───── 입력 데이터
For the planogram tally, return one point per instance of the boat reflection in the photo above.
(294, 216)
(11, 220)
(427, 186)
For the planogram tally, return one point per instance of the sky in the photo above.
──────────
• **과제 요구사항**:
위 데이터의 모든 줄을 요청 문장까지 포함해 다시 작성하되, 답에 있는 좌표 값은 각각 0.75를 곱해 스케일링한 뒤 정수로 반올림하세요(0.5는 올림).

• **최종 답변**:
For the planogram tally, return one point per instance of the boat reflection in the photo above.
(221, 162)
(8, 165)
(320, 140)
For the planogram tally, return one point per instance of the sky in the photo above.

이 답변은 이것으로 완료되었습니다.